ABOUT THIS EXERCISE: Output the entries as they appear, skipping images.

Start of DATA FOR THIS EXERCISE

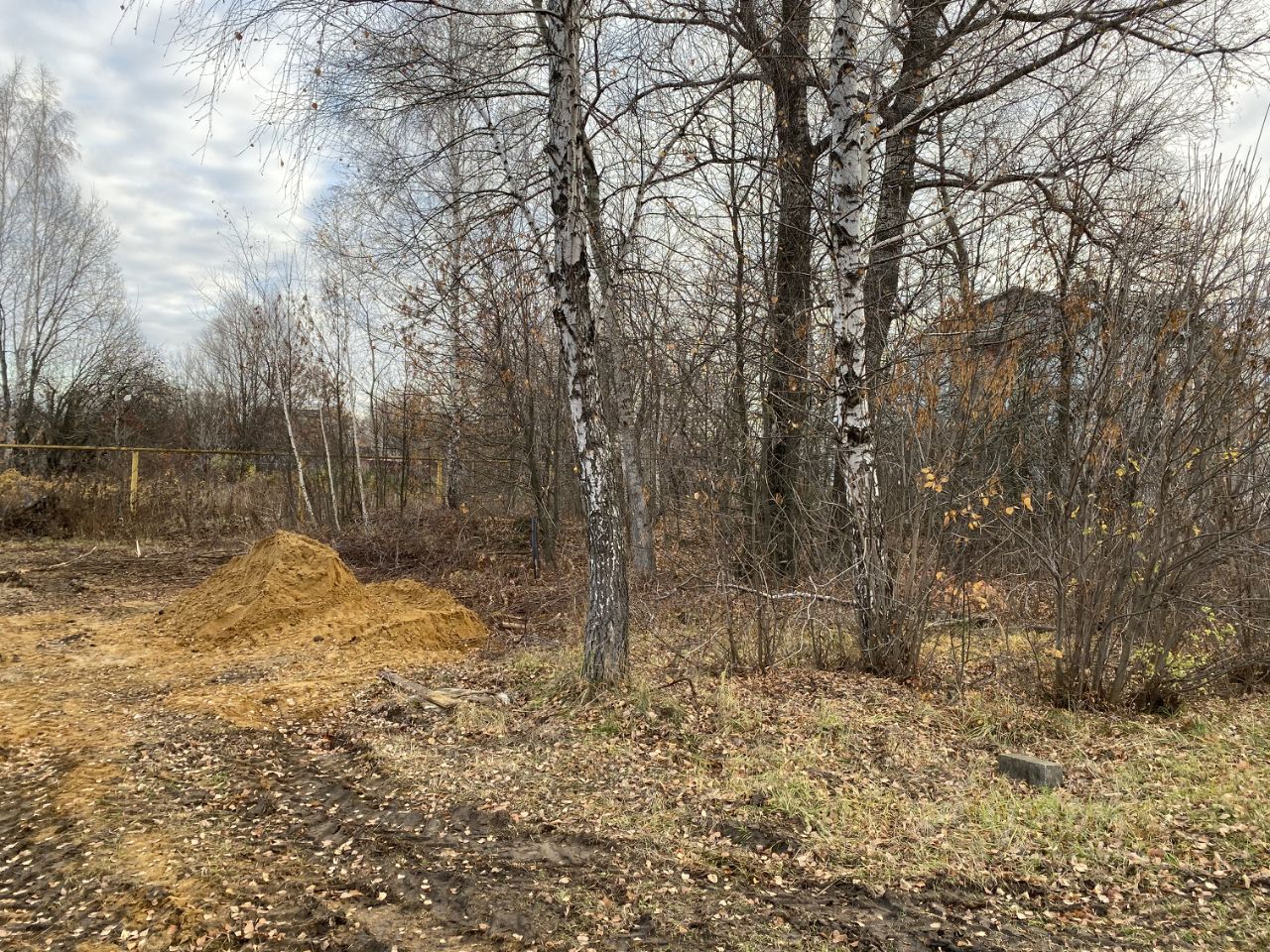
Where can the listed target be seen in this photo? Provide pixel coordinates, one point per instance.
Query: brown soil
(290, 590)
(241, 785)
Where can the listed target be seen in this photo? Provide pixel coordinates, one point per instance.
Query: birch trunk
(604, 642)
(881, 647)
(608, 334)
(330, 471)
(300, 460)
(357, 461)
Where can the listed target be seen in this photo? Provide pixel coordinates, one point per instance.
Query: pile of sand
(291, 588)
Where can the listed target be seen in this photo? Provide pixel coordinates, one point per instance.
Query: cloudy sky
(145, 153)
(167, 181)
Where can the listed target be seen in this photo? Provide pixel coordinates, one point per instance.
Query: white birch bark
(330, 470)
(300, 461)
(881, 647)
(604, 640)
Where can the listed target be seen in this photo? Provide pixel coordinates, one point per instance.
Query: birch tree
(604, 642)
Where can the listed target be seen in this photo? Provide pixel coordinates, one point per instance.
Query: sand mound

End of DATA FOR THIS EXERCISE

ANSWER AREA:
Where can the listed target be seen in this photo? Provide pixel coordinates, one point per instance.
Query: brown soil
(290, 590)
(241, 785)
Where can the listed target be seen in this photo? Provide pixel coordinates, one point per instance.
Query: birch trunk
(604, 642)
(881, 647)
(608, 334)
(330, 471)
(300, 460)
(357, 461)
Where can the listed target be seen in this photo? Provide pixel coordinates, one point per instance.
Query: pile of sand
(291, 588)
Where can the listed target be seen in this photo? Provide pixel coordinates, one point per instance.
Query: cloudy sky
(145, 153)
(167, 181)
Where can the listed target be seen in this photo? Provide pixel coordinates, one point per instance.
Query: white birch bark
(330, 470)
(300, 461)
(881, 647)
(604, 640)
Where can the listed target be seen in this photo? Provide pixel coordinates, one point per instance.
Query: birch tree
(604, 642)
Where can the listed target be seen in this photo? Provide pixel coordinates, one point per instance.
Query: sand mound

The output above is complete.